-- PASSAGE --
Thursday, October 29, 2009

The Inescapable Allure of the Public Option

As we near the finish line on health care "reform" legislation, the Dems are converging on various flavors of "public option." The pundits are all weighing in on the political considerations driving this move (mollify the MoveOn wing of the party), and no doubt that has its role. But the real reason it has come down to the public option is that the public option is the only type of plan that Congress can rig to appear as if it is saving the taxpayer money. Only in a public option can Congress get the CBO to score fictitious savings that are written into law by fiat. For example, legislating a schedule of reimbursement decreases to health providers year after and then counting those "savings" as offsetting the massive costs of their plans.

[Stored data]
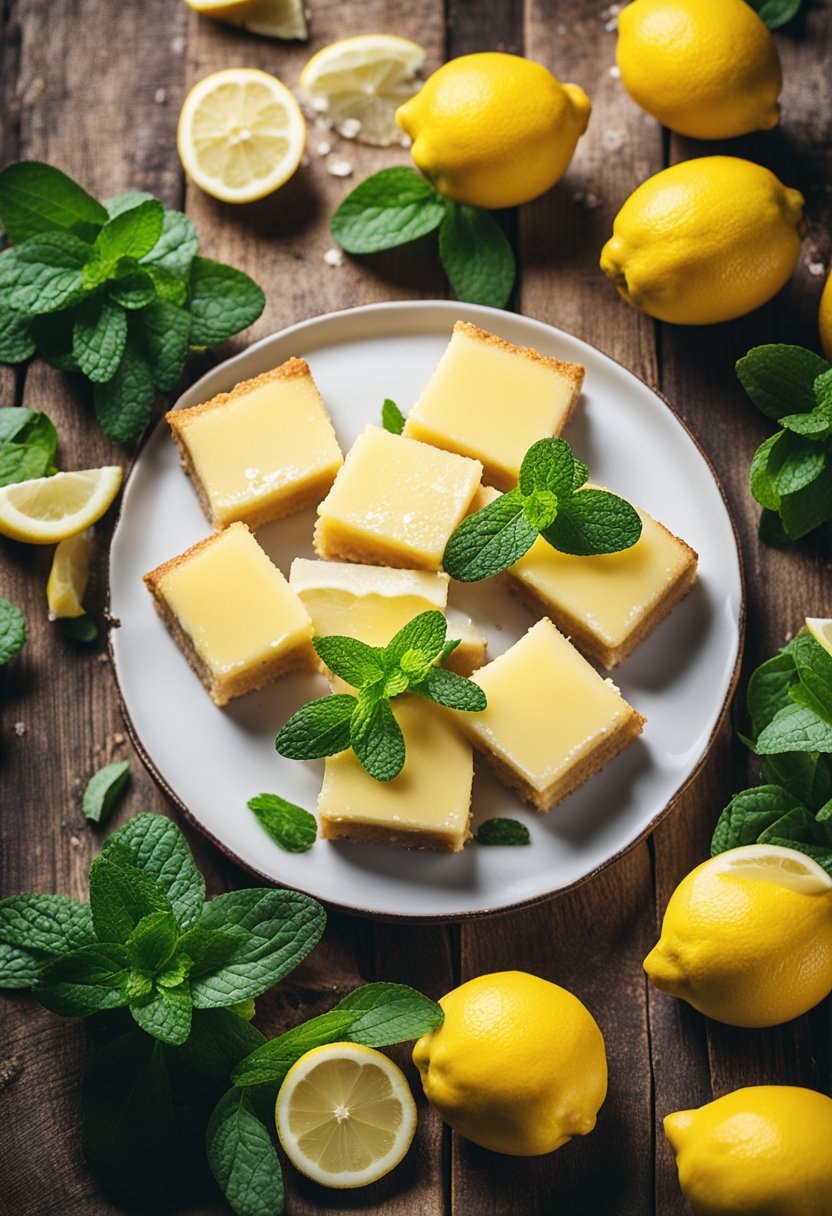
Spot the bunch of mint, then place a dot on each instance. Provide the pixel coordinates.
(365, 722)
(169, 981)
(790, 702)
(398, 206)
(791, 474)
(549, 502)
(114, 292)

-- TASK SET --
1. Translate this sentence from the post on the public option into Spanish: "Only in a public option can Congress get the CBO to score fictitious savings that are written into law by fiat."
2. From the post on the public option, return word for word the passage starting with "As we near the" and going on through "of their plans.".

-- YOUR WRITTEN ANSWERS --
1. Solo en una opción pública puede el Congreso conseguir que la CBO contabilice ahorros ficticios que quedan plasmados en la ley por decreto.

2.
As we near the finish line on health care "reform" legislation, the Dems are converging on various flavors of "public option." The pundits are all weighing in on the political considerations driving this move (mollify the MoveOn wing of the party), and no doubt that has its role. But the real reason it has come down to the public option is that the public option is the only type of plan that Congress can rig to appear as if it is saving the taxpayer money. Only in a public option can Congress get the CBO to score fictitious savings that are written into law by fiat. For example, legislating a schedule of reimbursement decreases to health providers year after and then counting those "savings" as offsetting the massive costs of their plans.